| WORK ORDER 1 |
Rewrite the part of the BLAST exercise between "11. What is" and "the number 100.", inclusive, using "nucleotide" in place of "amino acid".
| WORK ORDER 2 |
Summarize the BLAST exercise in two sentences.

Exercise 4
{ ... student name ??? ... Account bi141s?? ...}

 

{A. Searching with BLAST}

{1. Find sequences to use. Record the URLs and residue numbers for the sequences in your Notebook.}

{2. Peruse the BLAST site at NCBI.}

{3. Use the DNA sequence with BLASTN and the DNA nr database. Include representative parts of the BLASTN output in your Notebook.}

{4. Use the DNA sequence with BLASTX and BLOSUM62 matrix and Protein nr database}

{5. Use the protein sequence with BLASTP and Protein nr database. Choose 100 descriptions and 100 alignments in the Format options}

{Save the "One-liner" description and the Alignment for the WORST hit found ... this will be used in Part C below}

{6. Do BLASTP runs using the distance matrices PAM30, PAM70, BLOSUM45, and BLOSUM80.}

 

{B. BLASTP run, using FILTER and the MTG8 protein sequence}

{1. Retrieve the URL for the MTG8 protein sequence corresponding to Genbank accession number D14820}

{2. Do a BLASTP run using the BLOSUM62 matrix and no FILTER options.}

{3. Do a BLASTP run using the BLOSUM62 matrix and FILTER}

 

{C. Comparison to dynamic programming alignments for proteins}

{1. Use the saved matching protein sequence from the BLAST protein sequence searches in Part A4 above}

{2. Align this protein sequence to your query using the GCG BESTFIT program.}

{3. Evaluate the significance of the alignment using the randomization option of BESTFIT.}

 

{D. Psi-BLAST run}

{1. Use the Protein Sequence from above with First Iteration of Psi-BLAST and Protein nr database}

{2. Continue the PSI-BLAST run by doing the Second Iteration}

{3. Continue to do Psi-BLAST Iterations until Stabilization of Hits}

 

{E. Questions}

1. Did you have any problems finding cognate protein and DNA sequences starting with the SwissProt Accession Numbers given in Part A1 of this Exercise? If so, what were they?
2. What are the primary functions of the separate BLAST format Web page?
3. What are the four primary elements of the BLAST output file?
4. Answer the questions given in Exercise 4, Parts A, B, C, and D, and put your answers in the appropriate place above.
5. In the BLAST programs, what are the meanings of the following terms: w, T, HSP, S ?
6. How are w and T determined? How does this determination differ between DNA and protein searches?
7. What is the EXPECT parameter? How is this related to S? How is this related to "sensitivity" and "specificity" issues?
8. Speed is a major reason for the development of BLAST 2.0 (Gapped-BLAST). Why is there a speed problem with BLAST 1.0?
9. BLAST 2.0 runs overall about 3-fold faster than BLAST. What factors, positive and negative, contribute to this overal 3-fold increase in speed?
10. What are the two major innovations in Gapped-BLAST as compared with BLAST?
11. What is meant by "filtering"? What types of sequences does one often wish to "filter"? What types of sequences can the BLAST server at NCBI filter? What is the basis of the SEG algorithm, and what types of sequences does it filter? What is the basis of the XNU algorithm, and what types of sequences does it filter?
12. What is a bit of information? How many bits of information are there in a given amino acid? What does this mean? Calculate how many bits of information there are in the number 100.

| GIVEN ENTRIES |

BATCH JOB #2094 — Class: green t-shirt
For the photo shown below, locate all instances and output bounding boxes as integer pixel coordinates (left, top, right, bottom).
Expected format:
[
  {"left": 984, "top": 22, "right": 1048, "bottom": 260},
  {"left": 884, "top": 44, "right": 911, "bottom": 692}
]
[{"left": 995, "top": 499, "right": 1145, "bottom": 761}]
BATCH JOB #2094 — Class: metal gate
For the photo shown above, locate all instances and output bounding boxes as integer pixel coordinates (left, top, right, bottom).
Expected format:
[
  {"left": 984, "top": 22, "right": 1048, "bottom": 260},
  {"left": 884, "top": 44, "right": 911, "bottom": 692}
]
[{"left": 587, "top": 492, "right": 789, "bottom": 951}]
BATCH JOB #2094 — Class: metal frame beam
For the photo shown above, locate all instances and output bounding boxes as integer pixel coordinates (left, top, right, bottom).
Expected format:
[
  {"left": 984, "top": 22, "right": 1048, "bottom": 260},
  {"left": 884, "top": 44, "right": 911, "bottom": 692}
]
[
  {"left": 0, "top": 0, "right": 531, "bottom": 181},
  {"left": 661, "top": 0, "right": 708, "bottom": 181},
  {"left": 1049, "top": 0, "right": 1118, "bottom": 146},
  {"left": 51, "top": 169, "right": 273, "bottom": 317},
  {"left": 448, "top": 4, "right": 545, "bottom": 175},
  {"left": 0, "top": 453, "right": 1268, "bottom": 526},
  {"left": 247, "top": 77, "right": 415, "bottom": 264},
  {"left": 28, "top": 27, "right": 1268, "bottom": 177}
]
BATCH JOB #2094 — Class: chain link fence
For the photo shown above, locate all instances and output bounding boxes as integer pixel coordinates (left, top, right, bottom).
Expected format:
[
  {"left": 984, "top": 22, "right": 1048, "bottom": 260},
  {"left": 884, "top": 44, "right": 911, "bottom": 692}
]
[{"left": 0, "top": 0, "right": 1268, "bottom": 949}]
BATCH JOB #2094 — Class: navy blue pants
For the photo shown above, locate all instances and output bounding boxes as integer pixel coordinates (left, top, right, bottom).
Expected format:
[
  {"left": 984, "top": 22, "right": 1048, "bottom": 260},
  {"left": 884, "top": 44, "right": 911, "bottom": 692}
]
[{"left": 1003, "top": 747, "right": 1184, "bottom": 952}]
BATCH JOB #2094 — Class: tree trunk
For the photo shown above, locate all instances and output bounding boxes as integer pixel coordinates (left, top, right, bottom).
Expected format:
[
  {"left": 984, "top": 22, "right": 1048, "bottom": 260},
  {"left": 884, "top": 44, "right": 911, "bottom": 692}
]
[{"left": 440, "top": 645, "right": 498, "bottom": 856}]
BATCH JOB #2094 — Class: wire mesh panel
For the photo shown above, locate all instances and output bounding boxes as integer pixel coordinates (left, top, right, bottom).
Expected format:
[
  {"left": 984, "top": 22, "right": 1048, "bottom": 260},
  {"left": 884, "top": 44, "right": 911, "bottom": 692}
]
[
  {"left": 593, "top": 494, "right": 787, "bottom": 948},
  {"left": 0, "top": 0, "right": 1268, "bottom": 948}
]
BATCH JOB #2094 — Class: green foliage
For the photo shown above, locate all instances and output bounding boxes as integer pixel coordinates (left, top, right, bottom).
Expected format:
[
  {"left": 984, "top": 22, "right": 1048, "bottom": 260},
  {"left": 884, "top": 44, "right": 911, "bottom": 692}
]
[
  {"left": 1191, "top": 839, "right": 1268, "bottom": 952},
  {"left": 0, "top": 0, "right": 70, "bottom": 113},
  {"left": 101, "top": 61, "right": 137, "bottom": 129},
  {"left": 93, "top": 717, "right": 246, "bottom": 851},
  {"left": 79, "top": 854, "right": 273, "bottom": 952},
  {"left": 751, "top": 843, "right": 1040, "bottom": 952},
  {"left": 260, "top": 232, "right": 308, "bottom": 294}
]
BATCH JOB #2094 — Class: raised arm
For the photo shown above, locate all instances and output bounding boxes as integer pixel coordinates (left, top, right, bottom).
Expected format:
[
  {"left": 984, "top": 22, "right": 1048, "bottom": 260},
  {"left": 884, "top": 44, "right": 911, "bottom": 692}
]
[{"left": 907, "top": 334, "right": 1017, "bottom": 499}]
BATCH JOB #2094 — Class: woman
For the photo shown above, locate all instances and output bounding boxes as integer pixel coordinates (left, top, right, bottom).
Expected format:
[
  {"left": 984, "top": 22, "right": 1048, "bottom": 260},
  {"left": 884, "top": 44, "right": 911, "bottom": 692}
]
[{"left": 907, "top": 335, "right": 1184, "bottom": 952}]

| EXERCISE SOLUTION 1 |
11. What is meant by "filtering"? What types of sequences does one often wish to "filter"? What types of sequences can the BLAST server at NCBI filter? What is the basis of the SEG algorithm, and what types of sequences does it filter? What is the basis of the XNU algorithm, and what types of sequences does it filter?
12. What is a bit of information? How many bits of information are there in a given nucleotide? What does this mean? Calculate how many bits of information there are in the number 100.

| EXERCISE SOLUTION 2 |
The exercise has students run BLAST searches at NCBI with DNA and protein sequences, run BLASTP with and without FILTER on the MTG8 protein sequence, align a saved protein match to the query with GCG BESTFIT and evaluate its significance by randomization, and run Psi-BLAST iterations until the hits stabilize. It closes with questions on BLAST terms and parameters, the speed of Gapped-BLAST compared with BLAST, filtering, and bits of information.